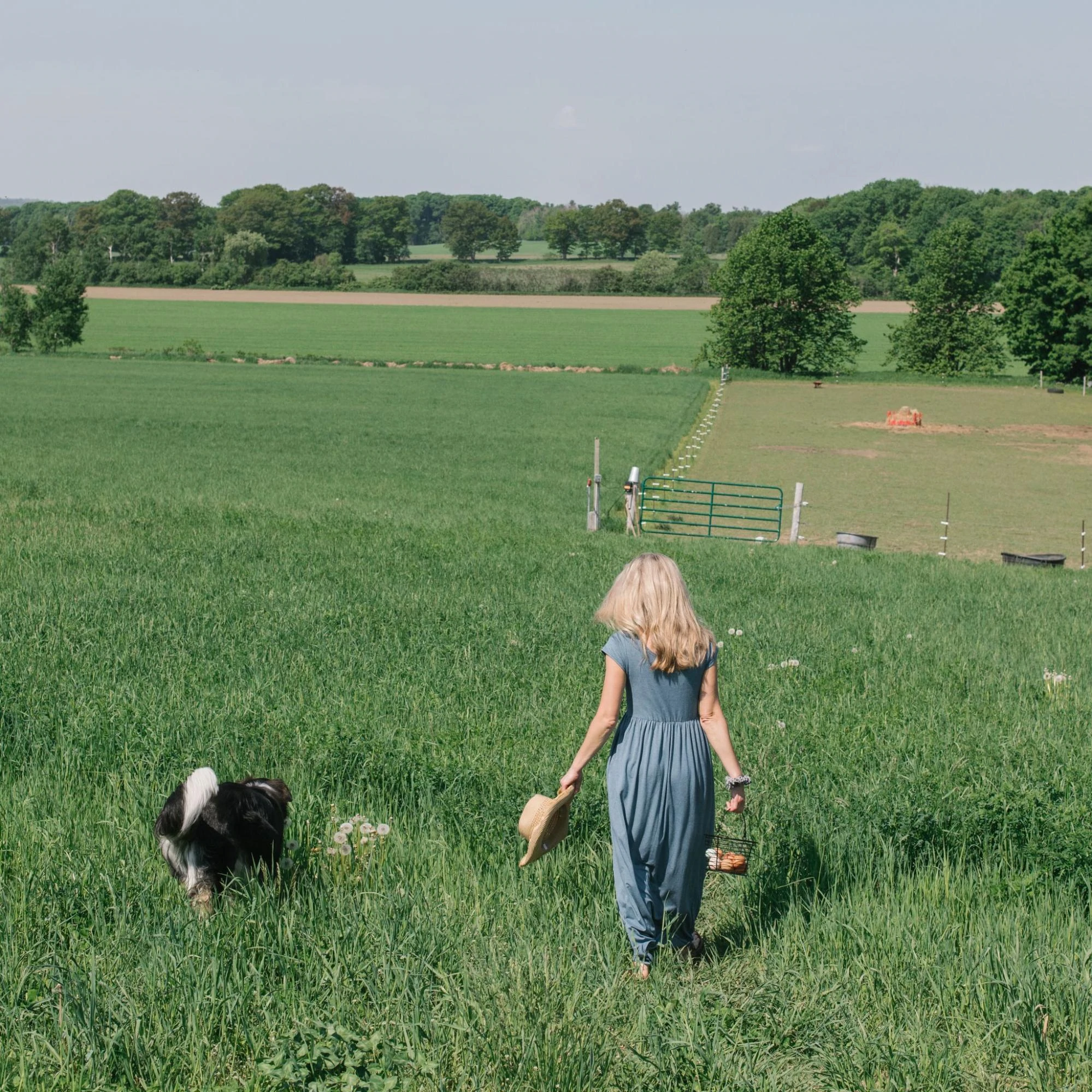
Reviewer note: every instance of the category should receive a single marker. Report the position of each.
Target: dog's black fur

---

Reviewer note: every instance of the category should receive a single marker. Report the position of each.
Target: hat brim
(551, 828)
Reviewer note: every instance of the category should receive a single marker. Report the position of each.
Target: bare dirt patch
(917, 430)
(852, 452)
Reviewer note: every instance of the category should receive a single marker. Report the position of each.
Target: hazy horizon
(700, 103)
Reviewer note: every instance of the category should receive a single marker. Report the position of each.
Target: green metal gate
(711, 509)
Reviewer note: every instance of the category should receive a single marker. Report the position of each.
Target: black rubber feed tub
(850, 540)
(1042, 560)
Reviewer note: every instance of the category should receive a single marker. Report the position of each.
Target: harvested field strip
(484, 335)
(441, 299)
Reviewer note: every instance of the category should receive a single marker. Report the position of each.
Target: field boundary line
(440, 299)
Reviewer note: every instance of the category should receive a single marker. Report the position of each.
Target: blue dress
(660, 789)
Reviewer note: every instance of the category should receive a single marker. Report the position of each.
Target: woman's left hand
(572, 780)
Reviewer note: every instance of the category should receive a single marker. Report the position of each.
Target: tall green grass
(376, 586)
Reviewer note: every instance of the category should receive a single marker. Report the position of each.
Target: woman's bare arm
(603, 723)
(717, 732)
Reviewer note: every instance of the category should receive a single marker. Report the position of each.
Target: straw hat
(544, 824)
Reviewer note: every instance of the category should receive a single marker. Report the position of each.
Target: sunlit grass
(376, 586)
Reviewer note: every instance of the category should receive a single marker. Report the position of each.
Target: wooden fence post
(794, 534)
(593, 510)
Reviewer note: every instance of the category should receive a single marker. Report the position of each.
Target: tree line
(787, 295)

#### Problem description
State how many lines of the material above contain the string "green", counting only matches in the same case. Give the number alone.

#### Response to the task
2